== GIVEN INSTRUCTION ==
Your output must consist solely of the lines from the one containing "Annotate the sesame" through the end of the records, reproduced exactly.

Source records
--

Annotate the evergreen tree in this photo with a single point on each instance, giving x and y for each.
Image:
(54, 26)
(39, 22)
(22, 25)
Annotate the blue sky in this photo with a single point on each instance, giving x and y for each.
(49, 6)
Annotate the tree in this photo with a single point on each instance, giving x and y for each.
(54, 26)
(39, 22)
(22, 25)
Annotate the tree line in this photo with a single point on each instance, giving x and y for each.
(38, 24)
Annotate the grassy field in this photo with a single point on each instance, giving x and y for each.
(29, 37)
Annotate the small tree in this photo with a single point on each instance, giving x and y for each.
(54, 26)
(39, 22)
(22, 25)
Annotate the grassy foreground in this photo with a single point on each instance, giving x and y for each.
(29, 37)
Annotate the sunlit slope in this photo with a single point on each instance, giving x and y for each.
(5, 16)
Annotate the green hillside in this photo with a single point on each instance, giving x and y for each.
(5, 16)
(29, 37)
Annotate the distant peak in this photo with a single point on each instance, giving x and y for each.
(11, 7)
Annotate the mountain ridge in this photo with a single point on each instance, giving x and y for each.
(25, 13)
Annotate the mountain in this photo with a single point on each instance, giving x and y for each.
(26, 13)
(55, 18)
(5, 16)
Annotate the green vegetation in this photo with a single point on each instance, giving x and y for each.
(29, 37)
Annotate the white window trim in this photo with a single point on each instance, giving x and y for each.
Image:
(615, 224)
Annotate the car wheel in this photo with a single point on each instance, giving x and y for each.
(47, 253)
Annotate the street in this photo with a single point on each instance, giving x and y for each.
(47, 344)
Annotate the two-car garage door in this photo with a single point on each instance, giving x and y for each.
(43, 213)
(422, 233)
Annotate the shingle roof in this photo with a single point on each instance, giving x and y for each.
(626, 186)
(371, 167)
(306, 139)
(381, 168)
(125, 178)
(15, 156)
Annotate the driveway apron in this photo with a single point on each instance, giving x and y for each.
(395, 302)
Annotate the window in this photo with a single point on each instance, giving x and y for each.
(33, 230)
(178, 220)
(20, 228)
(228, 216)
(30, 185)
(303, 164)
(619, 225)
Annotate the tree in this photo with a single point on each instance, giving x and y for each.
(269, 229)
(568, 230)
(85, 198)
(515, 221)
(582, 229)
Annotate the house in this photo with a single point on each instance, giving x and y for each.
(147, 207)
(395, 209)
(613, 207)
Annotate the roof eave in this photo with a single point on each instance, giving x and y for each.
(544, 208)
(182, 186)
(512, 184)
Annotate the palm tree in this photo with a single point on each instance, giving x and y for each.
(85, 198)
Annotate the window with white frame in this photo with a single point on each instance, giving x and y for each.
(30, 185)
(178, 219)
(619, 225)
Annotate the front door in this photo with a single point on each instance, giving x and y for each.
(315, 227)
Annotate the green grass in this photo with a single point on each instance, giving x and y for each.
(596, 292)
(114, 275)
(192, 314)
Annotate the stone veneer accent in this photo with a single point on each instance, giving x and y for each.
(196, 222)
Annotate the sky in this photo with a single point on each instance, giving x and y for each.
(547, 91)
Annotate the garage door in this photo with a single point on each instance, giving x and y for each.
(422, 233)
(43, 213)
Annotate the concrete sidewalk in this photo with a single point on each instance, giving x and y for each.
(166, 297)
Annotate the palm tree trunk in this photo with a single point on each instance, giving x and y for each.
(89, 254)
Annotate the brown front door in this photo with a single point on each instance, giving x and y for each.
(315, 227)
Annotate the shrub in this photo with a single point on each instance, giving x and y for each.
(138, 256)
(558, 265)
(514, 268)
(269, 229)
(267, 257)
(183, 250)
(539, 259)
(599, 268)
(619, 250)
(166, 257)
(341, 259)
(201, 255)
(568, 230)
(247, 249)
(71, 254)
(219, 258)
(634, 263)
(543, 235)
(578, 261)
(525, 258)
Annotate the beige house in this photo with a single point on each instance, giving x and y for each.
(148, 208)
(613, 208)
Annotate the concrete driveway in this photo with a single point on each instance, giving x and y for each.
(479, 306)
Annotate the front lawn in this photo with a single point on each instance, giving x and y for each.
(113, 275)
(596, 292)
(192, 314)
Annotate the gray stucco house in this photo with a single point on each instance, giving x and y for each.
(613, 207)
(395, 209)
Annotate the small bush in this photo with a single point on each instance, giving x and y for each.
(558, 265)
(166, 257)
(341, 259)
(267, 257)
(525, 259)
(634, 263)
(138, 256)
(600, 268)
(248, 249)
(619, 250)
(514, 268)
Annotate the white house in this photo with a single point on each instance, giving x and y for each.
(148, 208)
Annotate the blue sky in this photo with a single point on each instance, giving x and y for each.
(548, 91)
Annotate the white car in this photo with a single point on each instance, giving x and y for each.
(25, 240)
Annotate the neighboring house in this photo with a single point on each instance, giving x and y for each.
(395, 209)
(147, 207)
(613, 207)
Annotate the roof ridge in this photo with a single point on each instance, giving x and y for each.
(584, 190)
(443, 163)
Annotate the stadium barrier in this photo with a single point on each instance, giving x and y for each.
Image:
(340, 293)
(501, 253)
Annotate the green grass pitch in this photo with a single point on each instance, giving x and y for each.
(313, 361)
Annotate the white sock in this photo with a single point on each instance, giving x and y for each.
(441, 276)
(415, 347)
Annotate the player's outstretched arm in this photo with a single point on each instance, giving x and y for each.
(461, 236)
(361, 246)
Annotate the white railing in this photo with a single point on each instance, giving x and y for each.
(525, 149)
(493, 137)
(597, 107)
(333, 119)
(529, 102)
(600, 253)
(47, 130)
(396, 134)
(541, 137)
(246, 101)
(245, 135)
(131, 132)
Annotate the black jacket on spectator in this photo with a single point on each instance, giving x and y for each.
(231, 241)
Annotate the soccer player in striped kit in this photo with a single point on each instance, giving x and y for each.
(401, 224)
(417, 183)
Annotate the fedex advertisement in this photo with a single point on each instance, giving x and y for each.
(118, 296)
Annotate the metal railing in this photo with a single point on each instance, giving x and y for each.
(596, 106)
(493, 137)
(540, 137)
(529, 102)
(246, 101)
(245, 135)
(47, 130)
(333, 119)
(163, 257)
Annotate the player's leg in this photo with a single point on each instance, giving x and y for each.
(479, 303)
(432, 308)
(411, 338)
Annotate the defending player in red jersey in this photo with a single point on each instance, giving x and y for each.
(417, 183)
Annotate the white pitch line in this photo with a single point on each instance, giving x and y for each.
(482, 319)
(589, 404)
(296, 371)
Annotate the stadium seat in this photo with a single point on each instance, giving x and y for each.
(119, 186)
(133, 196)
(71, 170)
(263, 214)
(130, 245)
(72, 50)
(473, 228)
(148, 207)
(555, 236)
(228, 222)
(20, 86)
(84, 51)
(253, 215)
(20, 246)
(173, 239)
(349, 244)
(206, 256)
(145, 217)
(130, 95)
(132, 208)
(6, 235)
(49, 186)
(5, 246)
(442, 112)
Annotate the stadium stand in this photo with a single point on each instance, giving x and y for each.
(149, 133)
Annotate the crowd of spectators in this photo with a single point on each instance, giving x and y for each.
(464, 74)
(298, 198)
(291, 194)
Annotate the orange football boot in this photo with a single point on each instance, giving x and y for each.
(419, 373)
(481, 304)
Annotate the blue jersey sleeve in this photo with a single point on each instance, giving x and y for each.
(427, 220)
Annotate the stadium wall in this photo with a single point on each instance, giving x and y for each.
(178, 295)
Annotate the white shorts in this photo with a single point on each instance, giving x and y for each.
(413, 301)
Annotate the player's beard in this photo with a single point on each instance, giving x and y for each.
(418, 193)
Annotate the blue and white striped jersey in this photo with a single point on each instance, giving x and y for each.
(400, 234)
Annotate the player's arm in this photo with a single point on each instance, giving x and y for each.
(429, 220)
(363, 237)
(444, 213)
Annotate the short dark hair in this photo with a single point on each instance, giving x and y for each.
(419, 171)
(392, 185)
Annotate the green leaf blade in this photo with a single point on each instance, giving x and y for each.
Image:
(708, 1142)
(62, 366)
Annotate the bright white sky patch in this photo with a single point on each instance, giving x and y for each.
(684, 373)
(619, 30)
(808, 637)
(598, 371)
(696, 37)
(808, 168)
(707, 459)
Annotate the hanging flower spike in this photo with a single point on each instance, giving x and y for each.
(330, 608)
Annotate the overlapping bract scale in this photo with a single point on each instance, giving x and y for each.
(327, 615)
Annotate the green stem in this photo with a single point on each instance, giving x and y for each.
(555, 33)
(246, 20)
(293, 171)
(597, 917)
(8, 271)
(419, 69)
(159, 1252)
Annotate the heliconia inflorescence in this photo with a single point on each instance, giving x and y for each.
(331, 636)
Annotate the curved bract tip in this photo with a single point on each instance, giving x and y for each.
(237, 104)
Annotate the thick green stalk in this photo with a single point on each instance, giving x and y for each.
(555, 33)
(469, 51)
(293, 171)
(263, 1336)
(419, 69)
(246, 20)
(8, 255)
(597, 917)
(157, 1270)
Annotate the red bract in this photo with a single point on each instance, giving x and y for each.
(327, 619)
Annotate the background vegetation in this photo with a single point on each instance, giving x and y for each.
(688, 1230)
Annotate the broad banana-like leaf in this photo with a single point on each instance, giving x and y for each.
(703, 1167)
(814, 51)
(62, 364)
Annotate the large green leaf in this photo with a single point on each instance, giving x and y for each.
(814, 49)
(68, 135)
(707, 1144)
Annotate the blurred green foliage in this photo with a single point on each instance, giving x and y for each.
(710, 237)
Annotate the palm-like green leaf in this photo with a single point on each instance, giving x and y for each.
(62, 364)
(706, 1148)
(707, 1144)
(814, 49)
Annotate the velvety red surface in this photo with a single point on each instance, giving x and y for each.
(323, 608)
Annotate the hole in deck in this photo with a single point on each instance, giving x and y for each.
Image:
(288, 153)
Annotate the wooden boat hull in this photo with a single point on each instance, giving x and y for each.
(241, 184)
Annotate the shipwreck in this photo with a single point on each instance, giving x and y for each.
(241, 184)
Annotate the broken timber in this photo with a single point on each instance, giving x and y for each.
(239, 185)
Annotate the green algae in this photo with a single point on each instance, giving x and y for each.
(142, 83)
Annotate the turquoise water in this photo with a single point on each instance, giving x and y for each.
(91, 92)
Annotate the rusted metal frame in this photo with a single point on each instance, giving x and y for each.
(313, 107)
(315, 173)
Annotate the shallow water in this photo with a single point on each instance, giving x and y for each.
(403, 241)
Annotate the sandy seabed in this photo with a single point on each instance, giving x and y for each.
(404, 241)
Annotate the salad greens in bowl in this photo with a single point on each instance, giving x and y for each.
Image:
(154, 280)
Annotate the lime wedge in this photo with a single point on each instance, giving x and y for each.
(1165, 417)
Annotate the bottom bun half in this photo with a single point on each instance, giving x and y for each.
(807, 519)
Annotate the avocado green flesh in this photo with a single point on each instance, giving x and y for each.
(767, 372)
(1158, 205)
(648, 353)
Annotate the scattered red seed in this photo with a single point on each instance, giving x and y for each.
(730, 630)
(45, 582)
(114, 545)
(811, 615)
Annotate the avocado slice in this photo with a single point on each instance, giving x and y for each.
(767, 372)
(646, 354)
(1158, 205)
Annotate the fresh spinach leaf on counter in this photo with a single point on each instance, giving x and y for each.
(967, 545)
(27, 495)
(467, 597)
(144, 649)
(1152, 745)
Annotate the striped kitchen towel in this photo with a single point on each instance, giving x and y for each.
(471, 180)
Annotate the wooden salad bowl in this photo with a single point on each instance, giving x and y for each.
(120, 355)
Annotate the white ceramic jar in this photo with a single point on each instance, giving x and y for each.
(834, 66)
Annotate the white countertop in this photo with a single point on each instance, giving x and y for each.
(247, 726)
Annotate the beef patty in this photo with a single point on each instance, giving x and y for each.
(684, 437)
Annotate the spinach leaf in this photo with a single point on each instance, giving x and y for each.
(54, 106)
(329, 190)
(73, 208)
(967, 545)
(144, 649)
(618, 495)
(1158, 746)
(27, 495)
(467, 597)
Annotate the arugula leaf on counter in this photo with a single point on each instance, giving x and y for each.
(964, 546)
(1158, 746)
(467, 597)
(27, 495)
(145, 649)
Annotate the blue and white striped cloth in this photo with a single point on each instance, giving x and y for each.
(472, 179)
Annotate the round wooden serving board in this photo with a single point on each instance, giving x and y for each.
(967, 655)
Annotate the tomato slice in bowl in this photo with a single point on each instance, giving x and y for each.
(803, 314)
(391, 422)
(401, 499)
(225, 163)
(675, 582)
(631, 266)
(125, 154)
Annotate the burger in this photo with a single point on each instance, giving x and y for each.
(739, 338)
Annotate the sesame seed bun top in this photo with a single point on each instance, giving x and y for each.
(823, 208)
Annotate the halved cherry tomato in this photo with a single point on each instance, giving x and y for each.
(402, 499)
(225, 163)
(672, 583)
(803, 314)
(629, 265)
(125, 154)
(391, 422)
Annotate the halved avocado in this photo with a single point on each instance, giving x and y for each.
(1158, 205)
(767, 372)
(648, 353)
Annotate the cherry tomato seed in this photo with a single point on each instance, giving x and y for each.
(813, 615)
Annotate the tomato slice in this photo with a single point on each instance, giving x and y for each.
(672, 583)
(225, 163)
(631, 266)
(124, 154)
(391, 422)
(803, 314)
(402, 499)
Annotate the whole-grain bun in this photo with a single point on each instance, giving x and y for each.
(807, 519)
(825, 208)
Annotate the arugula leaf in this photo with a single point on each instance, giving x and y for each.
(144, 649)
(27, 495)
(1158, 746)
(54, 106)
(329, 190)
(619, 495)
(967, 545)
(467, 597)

--

== CORRECT OUTPUT ==
Annotate the sesame seed bun top in this photo with a single point on each instance, giving x and y for each.
(823, 208)
Annotate the halved cherry tomato in this photo with a single point on each instance, giving x and y for each.
(402, 499)
(225, 163)
(672, 583)
(803, 314)
(629, 265)
(125, 154)
(391, 422)
Annotate the halved avocado in this photo with a single point on each instance, giving x and y for each.
(1158, 205)
(767, 372)
(648, 353)
Annotate the cherry tomato seed in this photo with a single point on each instance, giving x and y for each.
(813, 615)
Annotate the tomato slice in this photo with a single point on each instance, giving x and y for each.
(672, 583)
(225, 163)
(631, 266)
(124, 154)
(391, 422)
(803, 314)
(402, 499)
Annotate the whole-grain bun in this photo with a single point on each instance, giving x and y for each.
(807, 519)
(825, 208)
Annotate the arugula leaf in this photo with a single point on each instance, giving x and y for each.
(144, 649)
(27, 495)
(1158, 746)
(54, 106)
(329, 190)
(619, 495)
(967, 545)
(467, 597)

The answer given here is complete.